Starting at the line that contains "If you would be willing to indicate the child's hand" and ending at the last line of the items, output each line as a row of a Markdown table with the columns Row and Line. Put a sequential row number in Row and omit blank lines.

-.-.-

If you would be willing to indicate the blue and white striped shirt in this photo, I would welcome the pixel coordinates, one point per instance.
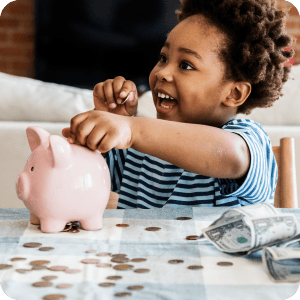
(144, 181)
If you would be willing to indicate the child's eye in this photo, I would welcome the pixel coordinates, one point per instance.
(184, 65)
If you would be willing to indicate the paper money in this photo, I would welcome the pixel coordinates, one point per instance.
(250, 228)
(282, 264)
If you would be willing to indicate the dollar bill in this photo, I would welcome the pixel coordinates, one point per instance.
(282, 263)
(250, 228)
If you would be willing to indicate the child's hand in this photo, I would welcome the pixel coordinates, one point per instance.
(109, 95)
(100, 130)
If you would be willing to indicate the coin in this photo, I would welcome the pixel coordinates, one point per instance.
(49, 278)
(64, 285)
(90, 261)
(46, 248)
(120, 260)
(58, 268)
(153, 228)
(224, 263)
(135, 287)
(195, 267)
(72, 271)
(175, 261)
(42, 284)
(17, 258)
(106, 284)
(22, 271)
(103, 265)
(138, 259)
(36, 268)
(4, 266)
(123, 267)
(141, 270)
(54, 297)
(184, 218)
(192, 237)
(122, 225)
(114, 277)
(123, 294)
(39, 262)
(103, 254)
(32, 245)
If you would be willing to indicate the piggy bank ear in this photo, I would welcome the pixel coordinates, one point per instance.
(61, 152)
(36, 136)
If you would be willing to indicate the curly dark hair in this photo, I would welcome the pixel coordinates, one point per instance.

-.-.-

The solution:
| Row | Line |
|---|---|
| 1 | If you would be willing to indicate the child's hand in this photo, I would welcome the pixel coordinates, one point per instance. |
| 2 | (109, 95) |
| 3 | (100, 130) |
| 4 | If you would be willing to indicate the coin in this photo, I would welcome the pixel coordinates, one point per instance. |
| 5 | (49, 278) |
| 6 | (64, 285) |
| 7 | (90, 261) |
| 8 | (46, 248) |
| 9 | (120, 260) |
| 10 | (58, 268) |
| 11 | (153, 228) |
| 12 | (224, 263) |
| 13 | (135, 287) |
| 14 | (195, 267) |
| 15 | (72, 271) |
| 16 | (175, 261) |
| 17 | (42, 284) |
| 18 | (17, 258) |
| 19 | (106, 284) |
| 20 | (22, 271) |
| 21 | (103, 265) |
| 22 | (138, 259) |
| 23 | (36, 268) |
| 24 | (4, 266) |
| 25 | (123, 267) |
| 26 | (141, 270) |
| 27 | (54, 297) |
| 28 | (184, 218) |
| 29 | (192, 237) |
| 30 | (122, 225) |
| 31 | (114, 277) |
| 32 | (123, 294) |
| 33 | (39, 262) |
| 34 | (103, 254) |
| 35 | (32, 245) |
| 36 | If you would be willing to indicate the piggy bank ear in this photo, I would welcome the pixel coordinates, one point per instance. |
| 37 | (61, 152) |
| 38 | (36, 136) |
| 39 | If you would be willing to indicate the curly dark hair in this photo, I would welcome the pixel coordinates, one point per instance. |